#### [The exercise]
Write out, character for character, the line containing "Place one keypoint on each instance of the white wall, using" and all lines after it up to the end of the listing.

=-=-=-=-=

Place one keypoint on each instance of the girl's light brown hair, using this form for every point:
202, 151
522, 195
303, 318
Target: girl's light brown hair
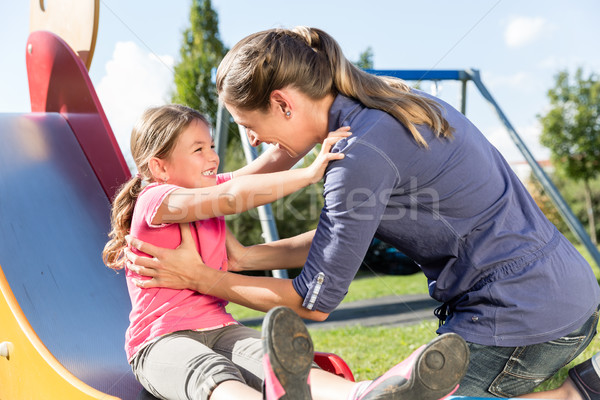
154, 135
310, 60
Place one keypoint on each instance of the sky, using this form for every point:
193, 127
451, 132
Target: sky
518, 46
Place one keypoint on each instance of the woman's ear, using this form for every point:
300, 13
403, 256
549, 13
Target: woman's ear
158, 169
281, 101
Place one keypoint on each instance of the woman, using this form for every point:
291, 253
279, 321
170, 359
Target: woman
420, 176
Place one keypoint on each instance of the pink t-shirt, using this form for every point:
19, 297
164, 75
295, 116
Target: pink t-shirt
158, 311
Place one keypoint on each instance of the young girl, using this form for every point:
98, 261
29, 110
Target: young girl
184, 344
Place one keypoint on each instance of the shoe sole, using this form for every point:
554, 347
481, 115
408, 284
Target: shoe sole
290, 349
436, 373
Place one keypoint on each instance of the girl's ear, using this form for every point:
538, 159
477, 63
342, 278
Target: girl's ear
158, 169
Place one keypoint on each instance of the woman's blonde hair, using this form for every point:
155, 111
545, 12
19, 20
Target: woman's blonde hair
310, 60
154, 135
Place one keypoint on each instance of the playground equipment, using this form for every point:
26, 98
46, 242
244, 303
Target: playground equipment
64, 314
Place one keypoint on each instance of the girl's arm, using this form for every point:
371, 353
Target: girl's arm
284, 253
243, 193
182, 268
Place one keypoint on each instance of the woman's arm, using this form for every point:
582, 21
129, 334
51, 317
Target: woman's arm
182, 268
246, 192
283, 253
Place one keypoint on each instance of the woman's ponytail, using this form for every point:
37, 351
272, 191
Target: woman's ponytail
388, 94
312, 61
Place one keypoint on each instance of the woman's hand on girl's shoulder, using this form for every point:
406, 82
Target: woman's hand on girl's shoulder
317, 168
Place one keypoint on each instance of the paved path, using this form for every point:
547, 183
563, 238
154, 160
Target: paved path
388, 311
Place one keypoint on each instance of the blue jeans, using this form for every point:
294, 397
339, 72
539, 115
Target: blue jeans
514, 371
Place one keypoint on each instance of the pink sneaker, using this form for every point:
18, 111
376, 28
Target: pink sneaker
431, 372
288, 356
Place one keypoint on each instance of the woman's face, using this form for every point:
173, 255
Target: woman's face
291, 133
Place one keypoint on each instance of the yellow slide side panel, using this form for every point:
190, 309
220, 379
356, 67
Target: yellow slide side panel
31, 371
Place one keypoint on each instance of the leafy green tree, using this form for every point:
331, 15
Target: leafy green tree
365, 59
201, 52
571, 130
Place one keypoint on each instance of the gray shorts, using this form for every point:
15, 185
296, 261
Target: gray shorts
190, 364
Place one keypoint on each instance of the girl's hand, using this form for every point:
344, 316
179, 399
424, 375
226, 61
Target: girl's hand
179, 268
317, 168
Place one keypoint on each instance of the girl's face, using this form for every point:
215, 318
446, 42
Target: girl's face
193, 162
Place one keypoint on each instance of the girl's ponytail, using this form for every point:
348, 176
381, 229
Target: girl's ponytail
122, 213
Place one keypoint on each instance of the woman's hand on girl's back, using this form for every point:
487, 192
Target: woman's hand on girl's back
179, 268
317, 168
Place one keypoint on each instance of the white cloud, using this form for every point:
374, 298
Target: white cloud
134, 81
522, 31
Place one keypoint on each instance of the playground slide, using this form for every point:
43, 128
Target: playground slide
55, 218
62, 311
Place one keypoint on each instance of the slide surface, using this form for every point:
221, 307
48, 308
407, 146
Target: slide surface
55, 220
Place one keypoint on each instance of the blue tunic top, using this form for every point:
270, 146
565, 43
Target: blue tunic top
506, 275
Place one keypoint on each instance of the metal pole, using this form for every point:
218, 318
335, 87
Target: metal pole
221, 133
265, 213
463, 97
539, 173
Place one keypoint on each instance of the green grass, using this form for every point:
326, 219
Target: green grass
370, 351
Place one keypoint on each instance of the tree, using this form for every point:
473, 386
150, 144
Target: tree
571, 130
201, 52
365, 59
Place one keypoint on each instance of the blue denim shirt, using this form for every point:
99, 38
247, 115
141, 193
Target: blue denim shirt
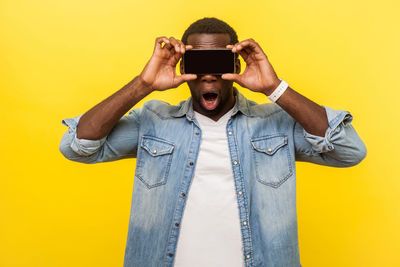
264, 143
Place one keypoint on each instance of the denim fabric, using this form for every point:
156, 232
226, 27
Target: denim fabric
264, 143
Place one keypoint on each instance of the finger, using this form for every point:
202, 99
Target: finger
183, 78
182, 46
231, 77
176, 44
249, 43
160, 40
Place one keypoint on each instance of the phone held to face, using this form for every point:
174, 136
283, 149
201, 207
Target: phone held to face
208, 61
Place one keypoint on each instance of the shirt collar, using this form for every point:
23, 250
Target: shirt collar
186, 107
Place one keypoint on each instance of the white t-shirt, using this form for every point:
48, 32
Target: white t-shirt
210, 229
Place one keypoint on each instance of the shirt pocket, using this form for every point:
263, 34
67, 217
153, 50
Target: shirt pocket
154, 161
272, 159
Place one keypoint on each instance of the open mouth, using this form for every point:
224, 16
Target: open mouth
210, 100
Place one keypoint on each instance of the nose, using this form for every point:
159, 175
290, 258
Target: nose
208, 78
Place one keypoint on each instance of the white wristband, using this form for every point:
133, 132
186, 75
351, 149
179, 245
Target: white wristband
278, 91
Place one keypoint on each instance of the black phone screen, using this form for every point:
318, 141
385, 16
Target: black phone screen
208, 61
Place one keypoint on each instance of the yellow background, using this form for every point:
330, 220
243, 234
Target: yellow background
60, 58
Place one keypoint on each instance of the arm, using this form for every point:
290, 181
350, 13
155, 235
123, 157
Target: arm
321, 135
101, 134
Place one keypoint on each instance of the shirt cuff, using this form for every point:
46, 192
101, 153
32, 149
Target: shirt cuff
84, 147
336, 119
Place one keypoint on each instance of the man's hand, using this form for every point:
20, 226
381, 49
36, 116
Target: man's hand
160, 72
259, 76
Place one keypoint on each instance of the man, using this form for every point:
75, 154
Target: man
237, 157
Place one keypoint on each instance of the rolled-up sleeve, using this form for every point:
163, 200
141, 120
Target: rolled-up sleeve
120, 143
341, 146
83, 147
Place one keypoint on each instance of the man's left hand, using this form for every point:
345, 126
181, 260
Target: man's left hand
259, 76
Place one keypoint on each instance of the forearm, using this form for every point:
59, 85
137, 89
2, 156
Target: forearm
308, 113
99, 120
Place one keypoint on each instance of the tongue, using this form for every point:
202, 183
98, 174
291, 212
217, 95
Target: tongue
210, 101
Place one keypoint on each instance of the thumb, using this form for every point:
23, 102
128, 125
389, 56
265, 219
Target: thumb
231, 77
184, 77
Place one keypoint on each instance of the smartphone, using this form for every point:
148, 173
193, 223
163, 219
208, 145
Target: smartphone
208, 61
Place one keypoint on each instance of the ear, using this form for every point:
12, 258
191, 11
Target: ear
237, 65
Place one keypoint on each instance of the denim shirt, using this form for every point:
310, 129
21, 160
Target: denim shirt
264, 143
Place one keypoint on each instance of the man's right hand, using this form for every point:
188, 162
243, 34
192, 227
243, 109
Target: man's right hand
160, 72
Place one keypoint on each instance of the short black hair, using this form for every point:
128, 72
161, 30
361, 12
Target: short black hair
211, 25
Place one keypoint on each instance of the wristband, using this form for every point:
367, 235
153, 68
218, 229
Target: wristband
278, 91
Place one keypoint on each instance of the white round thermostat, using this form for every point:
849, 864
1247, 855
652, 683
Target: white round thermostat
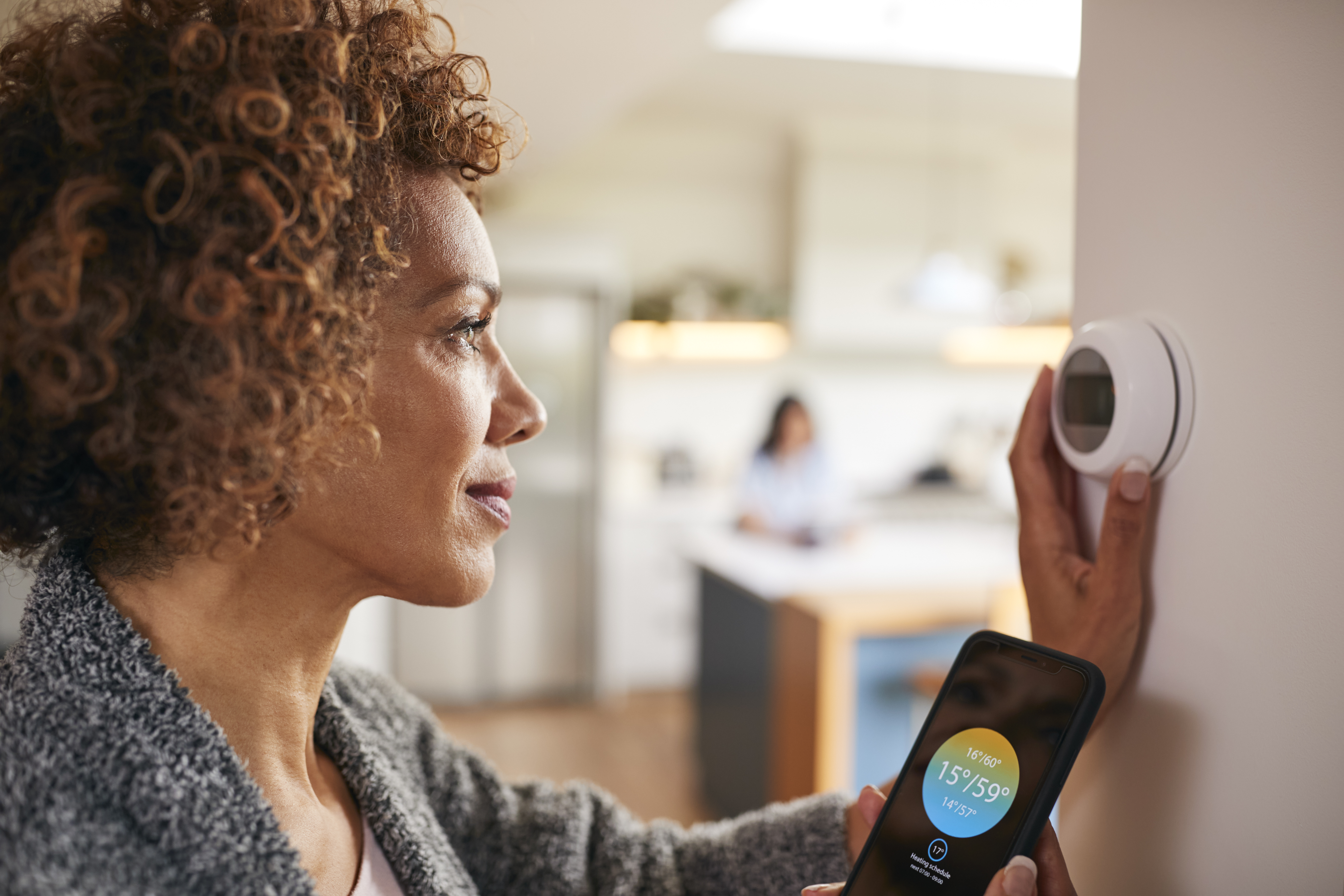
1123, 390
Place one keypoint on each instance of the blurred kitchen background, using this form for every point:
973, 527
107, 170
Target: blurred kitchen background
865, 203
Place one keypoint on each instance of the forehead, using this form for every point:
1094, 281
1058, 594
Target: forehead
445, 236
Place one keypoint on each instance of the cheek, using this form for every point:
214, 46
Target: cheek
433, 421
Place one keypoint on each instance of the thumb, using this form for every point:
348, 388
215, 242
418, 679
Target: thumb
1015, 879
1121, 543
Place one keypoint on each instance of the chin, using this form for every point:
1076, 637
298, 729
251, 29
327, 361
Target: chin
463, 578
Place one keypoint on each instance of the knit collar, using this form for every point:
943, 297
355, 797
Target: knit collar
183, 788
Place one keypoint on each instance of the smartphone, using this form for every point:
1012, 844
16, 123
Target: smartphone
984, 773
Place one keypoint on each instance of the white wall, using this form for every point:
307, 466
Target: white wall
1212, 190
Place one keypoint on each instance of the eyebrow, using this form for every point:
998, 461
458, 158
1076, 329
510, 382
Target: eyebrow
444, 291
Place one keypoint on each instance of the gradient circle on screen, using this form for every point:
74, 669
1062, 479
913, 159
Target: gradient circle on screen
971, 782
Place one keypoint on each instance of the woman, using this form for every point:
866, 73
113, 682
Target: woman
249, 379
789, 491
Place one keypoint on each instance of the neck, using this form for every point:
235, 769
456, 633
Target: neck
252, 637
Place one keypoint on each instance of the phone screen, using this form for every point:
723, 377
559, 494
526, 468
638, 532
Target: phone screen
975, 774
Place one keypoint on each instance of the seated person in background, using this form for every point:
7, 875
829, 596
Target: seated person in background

=-=-=-=-=

#### [Reply to the task]
Place one keypoint on each instance of the white wall, using this form for every point:
307, 466
Target: white wall
1212, 190
Place one keypoint on each instance of the eyebrow, using this form for every point:
998, 461
458, 158
1076, 329
510, 382
Target: eyebrow
444, 291
Place one keypoint on each instance of the gradient circle on screen, using this form for every point:
74, 669
1062, 479
913, 159
Target: gradient circle on screen
971, 782
Place one keypoint on each instance of the woman, using this form for every point:
866, 73
113, 682
Target: woman
249, 379
789, 491
Place one keypoint on each instance of the neck, using this form for every point:
235, 769
456, 633
Target: neck
252, 637
Place one keypoint on each instance of the phone screen, using this form for every point:
723, 377
559, 494
526, 468
638, 532
Target: phone screen
975, 774
Place one keypoint on each instance of the seated person in background, using this form for every point:
7, 875
829, 596
Target: seated person in background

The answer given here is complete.